→ Document excerpt:
#####
Vitamin D in the Winter
More important than a traditional vitamin (VITAMIN D)
Your body craves vitamin D. The nutrient is even more than a traditional vitamin because your body uses it as a prohormone, or precursor of a hormone. Medical Journals agree:
A human body produces vitamin D as a response to sun exposure. A person can also boost their vitamin D intake through certain foods or supplements.
Good sources of vitamin D include:
- oily fish – such as salmon, sardines, herring and mackerel.
- red meat.
- egg yolks.
- fortified foods – such as some fat spreads and breakfast cereals.
Vitamin D is even more important in the winter
During the winter months the sun is out less, and the temperature is cooler so in addition to being outside less these is less sun exposure when we are outside. The rise in flu cases in the norther hemisphere of earth during this time of year seems to correlate exactly to our reduced sun exposure. Some of the fascination with vitamin D supplementation began with the discovery in the early 1920s that vitamin D prevented rickets according to the lancet. Other studies go on to show vitamin D’s role in non-skeletal disorders, including immune function, cardiovascular health, and cancer.
#####
→ What you are asked to do: Continue the article on vitamin D in winter, beginning after its last sentence.
#####
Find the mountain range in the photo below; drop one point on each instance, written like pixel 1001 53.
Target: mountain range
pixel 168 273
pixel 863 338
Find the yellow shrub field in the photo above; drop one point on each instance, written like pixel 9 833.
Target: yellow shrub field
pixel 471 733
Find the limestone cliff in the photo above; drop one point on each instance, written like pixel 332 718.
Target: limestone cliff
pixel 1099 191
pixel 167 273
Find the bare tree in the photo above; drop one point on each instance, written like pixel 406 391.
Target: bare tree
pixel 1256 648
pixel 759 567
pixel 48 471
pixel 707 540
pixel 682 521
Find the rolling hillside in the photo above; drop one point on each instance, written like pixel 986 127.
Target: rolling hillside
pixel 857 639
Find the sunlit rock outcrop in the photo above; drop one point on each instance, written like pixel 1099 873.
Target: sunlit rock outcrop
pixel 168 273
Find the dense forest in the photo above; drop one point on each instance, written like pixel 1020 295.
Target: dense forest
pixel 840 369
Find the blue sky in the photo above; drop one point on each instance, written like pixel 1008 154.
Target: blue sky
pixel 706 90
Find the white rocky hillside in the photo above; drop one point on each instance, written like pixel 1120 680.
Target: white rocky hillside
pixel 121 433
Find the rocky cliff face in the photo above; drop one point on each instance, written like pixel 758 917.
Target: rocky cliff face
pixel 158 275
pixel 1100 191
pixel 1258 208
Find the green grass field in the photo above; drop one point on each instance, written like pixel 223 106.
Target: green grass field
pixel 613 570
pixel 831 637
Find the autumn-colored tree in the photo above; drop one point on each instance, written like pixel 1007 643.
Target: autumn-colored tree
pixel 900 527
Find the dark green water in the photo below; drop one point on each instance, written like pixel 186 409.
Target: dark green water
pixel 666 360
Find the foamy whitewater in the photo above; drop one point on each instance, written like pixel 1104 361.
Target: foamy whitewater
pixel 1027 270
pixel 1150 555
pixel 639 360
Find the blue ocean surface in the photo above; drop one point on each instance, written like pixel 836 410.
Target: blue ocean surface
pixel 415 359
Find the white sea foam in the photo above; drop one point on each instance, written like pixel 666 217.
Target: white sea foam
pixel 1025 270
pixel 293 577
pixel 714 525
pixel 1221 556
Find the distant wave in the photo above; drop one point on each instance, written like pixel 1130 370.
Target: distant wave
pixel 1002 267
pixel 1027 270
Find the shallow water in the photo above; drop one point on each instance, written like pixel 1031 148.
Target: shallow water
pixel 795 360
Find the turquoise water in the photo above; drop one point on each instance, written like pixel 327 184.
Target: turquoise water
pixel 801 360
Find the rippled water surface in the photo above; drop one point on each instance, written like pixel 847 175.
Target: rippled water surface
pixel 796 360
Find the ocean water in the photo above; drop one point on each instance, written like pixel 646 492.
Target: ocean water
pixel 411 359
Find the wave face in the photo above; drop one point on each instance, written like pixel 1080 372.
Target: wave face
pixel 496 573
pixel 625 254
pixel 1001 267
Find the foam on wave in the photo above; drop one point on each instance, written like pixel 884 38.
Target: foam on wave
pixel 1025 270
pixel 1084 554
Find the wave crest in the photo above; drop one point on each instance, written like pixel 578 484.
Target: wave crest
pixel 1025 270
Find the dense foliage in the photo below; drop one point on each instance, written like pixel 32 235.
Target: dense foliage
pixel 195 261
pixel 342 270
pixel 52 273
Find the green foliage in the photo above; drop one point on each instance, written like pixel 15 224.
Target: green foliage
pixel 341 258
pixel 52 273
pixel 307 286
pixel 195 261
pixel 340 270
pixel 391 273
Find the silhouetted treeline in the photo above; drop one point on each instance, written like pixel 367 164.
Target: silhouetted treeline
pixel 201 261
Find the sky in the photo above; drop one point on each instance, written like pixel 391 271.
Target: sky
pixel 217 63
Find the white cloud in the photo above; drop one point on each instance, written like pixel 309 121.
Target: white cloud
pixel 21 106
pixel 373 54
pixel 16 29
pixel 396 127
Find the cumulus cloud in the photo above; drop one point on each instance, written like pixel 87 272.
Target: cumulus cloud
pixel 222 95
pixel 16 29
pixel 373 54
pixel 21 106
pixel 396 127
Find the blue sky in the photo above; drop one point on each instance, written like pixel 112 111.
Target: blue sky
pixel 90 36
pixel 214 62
#####
→ Exercise response:
What about the increased chance of skin cancer from sun exposure?
The importance of vitamin D can be shadowed by the increased chance of developing skin cancer with long sun exposure. Luckily the science is on our side here as well. The typical person only need 10 to 15 minutes of sun exposure per day to receive all the benefits. And that level of sun exposure is almost certainly harmless for developing skin cancer in the short terms.
As always monitor for any new studies that show different results and stay health my friends. talk to you again soon.